Render every line of the items below as a Markdown table with the columns n and Line, numbering the rows and omitting blank lines. Leave the pictures out of the table.

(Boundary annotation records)
● ● ● ● ●

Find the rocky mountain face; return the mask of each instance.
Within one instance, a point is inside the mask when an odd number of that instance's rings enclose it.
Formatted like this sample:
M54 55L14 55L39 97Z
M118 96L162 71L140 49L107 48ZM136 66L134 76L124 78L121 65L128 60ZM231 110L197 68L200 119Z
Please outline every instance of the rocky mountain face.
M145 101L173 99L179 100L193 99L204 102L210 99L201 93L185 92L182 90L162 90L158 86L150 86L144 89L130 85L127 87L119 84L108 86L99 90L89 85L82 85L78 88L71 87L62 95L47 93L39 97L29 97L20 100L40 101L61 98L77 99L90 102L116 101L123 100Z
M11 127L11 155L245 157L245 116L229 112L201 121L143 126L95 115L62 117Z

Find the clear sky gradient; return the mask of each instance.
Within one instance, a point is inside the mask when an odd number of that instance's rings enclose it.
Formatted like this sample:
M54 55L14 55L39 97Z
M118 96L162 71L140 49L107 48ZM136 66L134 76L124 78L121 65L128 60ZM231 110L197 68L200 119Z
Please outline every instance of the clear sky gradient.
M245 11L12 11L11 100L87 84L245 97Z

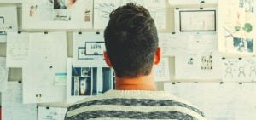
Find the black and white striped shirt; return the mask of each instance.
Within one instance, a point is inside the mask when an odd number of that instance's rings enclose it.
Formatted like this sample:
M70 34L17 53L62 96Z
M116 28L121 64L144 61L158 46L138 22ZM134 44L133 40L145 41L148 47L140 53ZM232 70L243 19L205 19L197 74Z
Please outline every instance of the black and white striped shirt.
M205 120L189 102L163 91L110 90L68 107L65 120Z

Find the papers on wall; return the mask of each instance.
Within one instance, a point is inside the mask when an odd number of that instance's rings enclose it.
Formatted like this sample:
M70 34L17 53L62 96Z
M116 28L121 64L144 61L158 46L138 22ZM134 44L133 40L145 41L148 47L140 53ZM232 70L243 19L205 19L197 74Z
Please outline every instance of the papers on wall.
M29 34L8 32L6 66L22 67L27 60L29 52Z
M169 59L162 58L159 65L154 68L154 81L168 81L170 80L169 72Z
M216 8L175 9L175 32L215 34L217 13Z
M73 66L108 67L103 60L105 42L103 33L73 33Z
M188 5L188 4L200 4L201 0L168 0L170 5ZM204 3L218 3L218 0L204 0Z
M222 60L223 80L228 82L253 82L256 80L256 58Z
M5 83L8 81L8 68L6 67L6 59L0 57L0 91L5 89Z
M94 0L94 28L104 29L110 13L120 5L120 0Z
M255 83L165 83L165 91L189 100L210 120L244 120L256 117Z
M67 51L64 32L30 34L29 60L22 69L24 103L64 100L65 87L55 83L67 73Z
M0 43L6 42L9 31L18 31L16 7L0 7Z
M219 79L221 58L215 35L195 35L187 40L187 49L175 57L177 79Z
M218 48L220 52L255 54L255 4L253 0L218 2Z
M127 3L136 3L145 7L154 20L155 26L158 29L166 29L166 7L165 0L123 0L122 4Z
M113 71L108 67L73 66L67 59L67 102L74 103L86 96L113 89Z
M67 108L38 107L38 120L64 120Z
M94 28L104 29L109 20L109 14L116 8L131 2L145 7L150 12L157 28L166 28L166 3L164 0L95 0Z
M6 85L7 89L2 94L3 119L37 119L37 105L22 104L22 84L18 82L8 82Z
M85 29L92 27L92 0L26 0L23 29Z

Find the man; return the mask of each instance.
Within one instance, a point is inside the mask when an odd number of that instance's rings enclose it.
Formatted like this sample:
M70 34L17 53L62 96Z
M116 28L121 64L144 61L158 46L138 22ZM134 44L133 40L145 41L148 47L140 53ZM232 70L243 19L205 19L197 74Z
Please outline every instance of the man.
M160 61L154 21L142 6L127 3L110 14L104 59L116 74L116 90L86 98L68 107L66 120L204 120L190 103L156 91L154 65Z

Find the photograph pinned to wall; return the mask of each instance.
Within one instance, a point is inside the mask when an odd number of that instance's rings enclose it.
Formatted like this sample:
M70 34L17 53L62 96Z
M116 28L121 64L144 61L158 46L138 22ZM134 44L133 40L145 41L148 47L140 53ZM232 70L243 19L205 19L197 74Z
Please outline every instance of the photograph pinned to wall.
M113 89L113 70L108 67L73 66L67 59L67 102L73 103L90 95Z
M120 4L120 0L94 0L93 27L95 29L105 29L109 20L110 13Z
M216 34L216 8L175 9L175 32Z
M22 103L22 83L8 82L2 93L2 109L3 120L37 119L37 104Z
M256 77L256 58L222 60L223 80L225 82L253 82Z
M220 79L221 58L218 52L187 52L175 57L177 79Z
M154 68L154 81L168 81L170 80L169 71L169 58L165 57Z
M219 51L226 54L255 54L253 0L220 1L218 33ZM235 9L235 10L234 10Z
M66 33L30 33L29 45L28 60L22 67L23 95L26 96L23 102L63 102L63 83L67 81L62 77L67 73Z
M0 43L6 42L9 31L18 31L17 9L0 7Z
M22 7L22 28L91 28L92 3L92 0L26 0Z
M73 33L73 66L108 67L103 60L105 42L102 32Z
M6 66L22 67L27 62L29 33L8 32L6 46Z

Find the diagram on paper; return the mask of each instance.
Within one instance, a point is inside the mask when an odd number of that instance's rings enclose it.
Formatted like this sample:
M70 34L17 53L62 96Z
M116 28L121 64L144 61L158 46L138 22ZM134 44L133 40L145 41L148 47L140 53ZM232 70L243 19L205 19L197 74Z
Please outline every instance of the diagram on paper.
M223 79L231 82L252 82L256 77L256 59L223 60Z
M22 9L23 28L92 27L92 0L26 1Z
M219 1L219 51L255 53L255 3L254 0Z

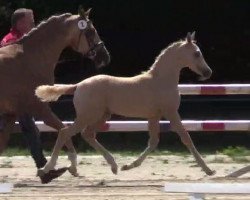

● ● ● ● ●

--- Solution to the exercise ---
| n | Line |
|---|---|
| 1 | Find the rocky mountain face; return the mask of each instance. |
| 2 | Within one instance, a point is inside the mask when an odd number of that instance's rings enclose it. |
| 3 | Formatted like this sample: |
| 4 | M54 55L14 55L39 97Z |
| 5 | M118 96L162 71L140 49L107 48ZM136 66L134 76L124 78L121 65L128 60ZM231 110L197 68L200 119Z |
| 6 | Please outline every instance of the rocky mountain face. |
| 7 | M145 101L173 99L179 100L193 99L204 102L210 99L201 93L185 92L182 90L162 90L158 86L150 86L144 89L130 85L127 87L119 84L108 86L99 90L89 85L82 85L78 88L71 87L62 95L47 93L39 97L29 97L20 100L40 101L61 98L77 99L90 102L116 101L123 100Z |
| 8 | M11 127L11 155L245 157L245 116L229 112L201 121L143 126L95 115L62 117Z |
| 9 | Find the clear sky gradient; return the mask of each instance. |
| 10 | Within one instance, a point is inside the mask when an odd number of that instance's rings enclose it. |
| 11 | Formatted like this sample: |
| 12 | M54 55L14 55L39 97Z |
| 13 | M118 96L162 71L140 49L107 48ZM136 66L134 76L124 78L121 65L128 60ZM231 110L197 68L200 119Z |
| 14 | Please outline every instance of the clear sky gradient. |
| 15 | M245 11L12 11L11 100L87 84L245 97Z |
| 16 | Find the black and white striped shirt; return the mask of each instance. |
| 17 | Within one instance, a point is inside the mask when an odd number of that instance's rings enclose it. |
| 18 | Formatted like this sample: |
| 19 | M70 34L17 53L62 96Z |
| 20 | M116 28L121 64L144 61L158 46L138 22ZM134 44L133 40L145 41L148 47L140 53ZM232 70L243 19L205 19L197 74Z |
| 21 | Please outline every instance of the black and white striped shirt. |
| 22 | M205 120L189 102L163 91L110 90L68 107L65 120Z |
| 23 | Find the papers on wall; return the mask of each instance. |
| 24 | Within one instance, a point is inside the mask when an odd number of that instance's rings enclose it. |
| 25 | Formatted like this sample: |
| 26 | M70 34L17 53L62 96Z |
| 27 | M116 28L121 64L144 61L158 46L138 22ZM134 44L133 40L145 41L148 47L140 53ZM232 70L243 19L205 19L197 74Z |
| 28 | Please outline every instance of the papers on wall. |
| 29 | M29 34L8 32L6 66L22 67L27 60L29 52Z |
| 30 | M169 59L162 58L159 65L154 68L154 81L168 81L170 80L169 72Z |
| 31 | M216 8L175 9L175 32L215 34L217 13Z |
| 32 | M73 66L108 67L103 60L105 42L103 33L73 33Z |
| 33 | M188 5L188 4L200 4L201 0L168 0L170 5ZM204 3L218 3L218 0L204 0Z |
| 34 | M222 60L223 80L228 82L253 82L256 80L256 58Z |
| 35 | M5 83L8 81L8 68L6 67L6 59L0 57L0 91L5 89Z |
| 36 | M94 0L94 28L104 29L110 13L120 5L120 0Z |
| 37 | M255 83L165 83L165 91L189 100L210 120L244 120L256 117Z |
| 38 | M67 51L64 32L30 34L29 60L22 69L24 103L64 100L65 87L55 83L67 73Z |
| 39 | M0 43L6 42L9 31L18 31L16 7L0 7Z |
| 40 | M219 79L221 58L215 35L195 35L187 40L187 49L175 57L177 79Z |
| 41 | M218 48L220 52L255 54L255 4L253 0L218 2Z |
| 42 | M127 3L136 3L145 7L154 20L155 26L158 29L166 29L166 7L165 0L123 0L122 4Z |
| 43 | M113 71L108 67L73 66L67 59L67 102L74 103L86 96L113 89Z |
| 44 | M67 108L38 107L38 120L64 120Z |
| 45 | M94 28L104 29L109 20L109 14L116 8L131 2L145 7L150 12L157 28L166 28L166 3L164 0L95 0Z |
| 46 | M6 85L7 89L2 94L3 119L37 119L37 105L22 104L22 84L18 82L8 82Z |
| 47 | M85 29L92 27L92 0L26 0L23 29Z |
| 48 | Find the man; return the mask of each instance. |
| 49 | Within one instance, a point is inside the mask when an odd number of that instance's rings enclose it. |
| 50 | Formatted like this sample: |
| 51 | M70 34L17 53L62 96Z |
| 52 | M116 28L121 64L144 61L158 46L138 22ZM134 44L133 40L145 41L148 47L140 53ZM232 70L243 19L205 19L197 74Z |
| 53 | Please outline every instance of the man. |
| 54 | M160 61L154 21L142 6L127 3L110 14L104 59L116 74L116 90L86 98L68 107L66 120L204 120L190 103L156 91L154 65Z |
| 55 | Find the photograph pinned to wall; return the mask of each instance. |
| 56 | Within one instance, a point is inside the mask when an odd number of that instance's rings enclose it. |
| 57 | Formatted like this sample: |
| 58 | M70 34L17 53L62 96Z |
| 59 | M116 28L121 64L144 61L158 46L138 22ZM134 44L133 40L145 41L148 47L140 53ZM232 70L243 19L205 19L197 74Z |
| 60 | Please outline every instance of the photograph pinned to wall. |
| 61 | M113 89L113 70L108 67L73 66L67 59L67 102L73 103L90 95Z |
| 62 | M120 4L120 0L94 0L93 27L95 29L105 29L109 20L110 13Z |
| 63 | M216 34L216 8L175 9L175 32Z |
| 64 | M22 103L22 83L8 82L2 93L2 109L3 120L37 119L37 104Z |
| 65 | M256 77L256 58L222 60L223 80L225 82L253 82Z |
| 66 | M220 79L221 58L218 52L187 52L175 57L177 79Z |
| 67 | M154 68L154 81L168 81L170 80L169 71L169 58L165 57Z |
| 68 | M219 51L226 54L255 54L253 0L220 1L218 33ZM235 9L235 10L234 10Z |
| 69 | M66 33L30 33L29 45L28 60L22 67L23 95L26 96L23 102L63 102L63 83L67 81L62 77L67 73Z |
| 70 | M0 43L6 42L9 31L18 31L17 9L0 7Z |
| 71 | M22 7L22 28L91 28L92 3L92 0L26 0Z |
| 72 | M73 33L73 66L108 67L103 60L105 42L102 32Z |
| 73 | M6 66L22 67L27 62L29 33L8 32L6 46Z |
| 74 | Find the diagram on paper; return the mask of each instance. |
| 75 | Within one instance, a point is inside the mask when an odd number of that instance's rings enclose it. |
| 76 | Formatted like this sample: |
| 77 | M70 34L17 53L62 96Z |
| 78 | M116 28L121 64L144 61L158 46L138 22ZM134 44L133 40L145 41L148 47L140 53ZM232 70L243 19L205 19L197 74Z |
| 79 | Please outline every instance of the diagram on paper. |
| 80 | M223 79L231 82L252 82L256 77L256 59L223 60Z |
| 81 | M22 9L23 28L92 27L92 0L26 1Z |
| 82 | M219 1L219 51L255 53L255 3L254 0Z |